Challenges in Long Term Care Planning

People are in better shape today than ever before as they age. An 80-year-old in the year 2014 is likely to be significantly healthier than an 80-year-old was in 1984 or 1964. Elderly individuals have been the beneficiaries of more efficacious medications, and improved medical and surgical treatments as they have aged. But even with individuals being healthy, the sheer numbers of the advancing and aging army—the baby boomers—will create a massive demand for long-term care services over the next 30 years. Despite the statistics and facts, most people are finding it difficult to plan for this inevitable happening.

Because the need for long term care is a risk and not a certainty, it should be handled just as other unpredictable and potentially catastrophic events; with risk management tools such as insurance. A poll commissioned by the National Academy of Social Insurance found that nearly three-quarters of baby boomers and seniors are concerned either a great deal or a fair amount about paying for long-term care . It is also troubling that the current system impoverishes people before it helps them. As wealth advisors, we believe that planning is not an option, it is a necessity. Unfortunately, the tools that are available such as Long Term Care insurance policies are also losing their appeal due to the cost structure. Here is an explanation of some of the products that are popularly used to for Long Term Care.

Long Term Care Policy

Long Term Care insurance was designed to pay for the cost of care for those who needed care in a nursing home or in an adult day care. Long Term Care policies first emerged in the 1970’s and by the late 1980’s and early 1990’s several insurance companies started to offer them as the demand for care for the aging population increased. Those who could afford the premiums secured their future with these types of policies. Problems began to arise as the insurance companies started to receive claims. Insurers suddenly realized that people were living longer and the cost of health care was much higher than anticipated. They had underestimated the cost of these policies. Across the board all insurance companies have raised premiums more than once since the policies were first issued. For most elders living on fixed income the policies became unaffordable. Many insurance companies offered to reduce the benefits to keep the premiums at the same level.

Long Term Care insurance is still an important planning tool. It is equally important however, to take into consideration the current and future cost of the policy as well as affordability before purchasing the policy.

Traditional Life Insurance with Long Term Care Rider

The life insurance approach to long-term care coverage is fairly straightforward: A cash-value insurance product — whole, universal or variable universal life – offers LTC coverage as an additional rider in the policy. Once the insured triggers the long-term care insurance coverage, it comes out of the policy’s death benefit, usually on a prearranged schedule. At death, the beneficiaries get what is remaining of the life insurance. The good thing about this type of plan is that if one does not need the LTC coverage, the death benefit of the life insurance will still be available to the beneficiaries. This type of plan however, can be expensive.

Fixed Annuities with LTC Benefits

The annuity approach requires a large deposit in the form of an investment and for an extra cost a LTC rider can be added to the annuity. There are advantages to the annuity approach. (1)The owner retains access to his/her money (although fees usually apply), (2) the cost of the LTC rider may be less than an LTC policy, The disadvantage is the requirement of the large deposit upfront.

With cost as a major constraint together with limited options in available products, Long Term Care planning is a huge dilemma. It is important to plan for this risk nonetheless. Here are a few possibilities to consider.

:: Entries provided ::
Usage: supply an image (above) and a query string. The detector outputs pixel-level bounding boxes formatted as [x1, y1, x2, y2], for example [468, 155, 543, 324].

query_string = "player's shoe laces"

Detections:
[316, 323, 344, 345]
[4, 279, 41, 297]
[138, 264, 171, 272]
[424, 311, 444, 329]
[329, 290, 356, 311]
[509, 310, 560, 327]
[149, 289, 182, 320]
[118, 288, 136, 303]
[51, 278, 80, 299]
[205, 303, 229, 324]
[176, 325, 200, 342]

:: Actions to take ::
**a.** According to the article on long term care planning, why did insurance companies raise the premiums on Long Term Care policies? Answer in one to three sentences.
**b.** In the article on long term care planning, when did Long Term Care policies first emerge?
**c.** Say whether each statement agrees with the article on long term care planning. Answer yes or no for each, and quote the words from the article that decide it. (i) Under the life insurance approach, long-term care coverage is paid out of the policy's death benefit. (ii) Under the annuity approach, the owner loses access to his or her money. (iii) An 80-year-old in 2014 is likely to be less healthy than an 80-year-old was in 1984.

:: Solution list ::
**a.** Once claims started coming in, insurers saw that people were living longer and that health care cost much more than they had expected. They had underestimated the cost of these policies, so all of them raised premiums more than once after the policies were first issued.

**b.** In the 1970’s.

**c.**
(i) Yes: "it comes out of the policy’s death benefit, usually on a prearranged schedule."
(ii) No: "The owner retains access to his/her money (although fees usually apply)."
(iii) No: "An 80-year-old in the year 2014 is likely to be significantly healthier than an 80-year-old was in 1984 or 1964."